[Extracted records]

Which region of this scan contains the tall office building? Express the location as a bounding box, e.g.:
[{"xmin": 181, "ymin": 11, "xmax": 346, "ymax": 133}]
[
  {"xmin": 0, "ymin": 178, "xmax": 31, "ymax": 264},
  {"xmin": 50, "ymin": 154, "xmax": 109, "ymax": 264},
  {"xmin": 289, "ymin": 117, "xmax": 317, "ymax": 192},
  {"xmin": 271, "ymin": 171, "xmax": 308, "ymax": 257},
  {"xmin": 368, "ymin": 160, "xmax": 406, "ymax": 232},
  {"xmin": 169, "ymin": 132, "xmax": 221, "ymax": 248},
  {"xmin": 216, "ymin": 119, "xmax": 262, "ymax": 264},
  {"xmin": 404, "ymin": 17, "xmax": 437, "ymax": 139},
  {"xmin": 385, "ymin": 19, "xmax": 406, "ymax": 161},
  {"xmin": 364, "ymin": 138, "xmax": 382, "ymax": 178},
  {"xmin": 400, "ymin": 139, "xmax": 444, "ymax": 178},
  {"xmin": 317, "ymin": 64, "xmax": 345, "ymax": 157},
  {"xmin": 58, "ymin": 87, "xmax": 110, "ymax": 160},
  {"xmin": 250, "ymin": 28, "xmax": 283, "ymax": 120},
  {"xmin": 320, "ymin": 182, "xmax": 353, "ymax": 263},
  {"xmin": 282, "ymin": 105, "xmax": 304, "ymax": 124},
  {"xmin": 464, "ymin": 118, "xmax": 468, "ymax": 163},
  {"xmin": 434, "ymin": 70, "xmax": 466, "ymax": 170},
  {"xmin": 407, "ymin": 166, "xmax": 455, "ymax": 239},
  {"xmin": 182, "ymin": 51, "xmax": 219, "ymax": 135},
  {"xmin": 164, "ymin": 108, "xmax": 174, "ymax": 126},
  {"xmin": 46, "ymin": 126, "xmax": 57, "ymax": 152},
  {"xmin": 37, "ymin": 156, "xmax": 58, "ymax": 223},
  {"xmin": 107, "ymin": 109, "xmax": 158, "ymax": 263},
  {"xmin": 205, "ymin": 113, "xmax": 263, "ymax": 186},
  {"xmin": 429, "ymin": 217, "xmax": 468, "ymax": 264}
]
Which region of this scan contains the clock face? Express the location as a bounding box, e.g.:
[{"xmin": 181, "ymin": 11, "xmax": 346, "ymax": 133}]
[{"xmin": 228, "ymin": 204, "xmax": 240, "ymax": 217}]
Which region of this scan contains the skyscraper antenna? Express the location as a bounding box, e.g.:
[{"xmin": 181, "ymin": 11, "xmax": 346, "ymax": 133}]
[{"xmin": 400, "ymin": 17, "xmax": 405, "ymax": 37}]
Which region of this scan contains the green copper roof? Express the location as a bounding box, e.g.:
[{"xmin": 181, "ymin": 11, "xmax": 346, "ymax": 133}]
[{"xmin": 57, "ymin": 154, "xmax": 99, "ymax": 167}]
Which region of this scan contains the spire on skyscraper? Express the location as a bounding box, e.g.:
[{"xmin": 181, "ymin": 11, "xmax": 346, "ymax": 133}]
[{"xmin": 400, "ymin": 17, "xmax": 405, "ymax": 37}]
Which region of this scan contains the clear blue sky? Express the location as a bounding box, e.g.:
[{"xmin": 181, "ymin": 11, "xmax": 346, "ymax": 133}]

» **Stated problem**: Arrange everything from the line containing "Which region of this scan contains the green" down to the end of the records as a numbered list, with both ends included and blank lines omitted.

» **Exercise answer**:
1. Which region of this scan contains the green copper roof? Express the location as a bounding box, e.g.:
2. [{"xmin": 181, "ymin": 11, "xmax": 346, "ymax": 133}]
3. [{"xmin": 57, "ymin": 154, "xmax": 99, "ymax": 167}]
4. Which region of this scan contains the spire on skyscraper? Express the location as a bounding box, e.g.:
5. [{"xmin": 181, "ymin": 11, "xmax": 346, "ymax": 133}]
6. [{"xmin": 400, "ymin": 17, "xmax": 405, "ymax": 37}]
7. Which region of this scan contains the clear blue sky? Express the location as a bounding box, e.g.:
8. [{"xmin": 181, "ymin": 11, "xmax": 346, "ymax": 133}]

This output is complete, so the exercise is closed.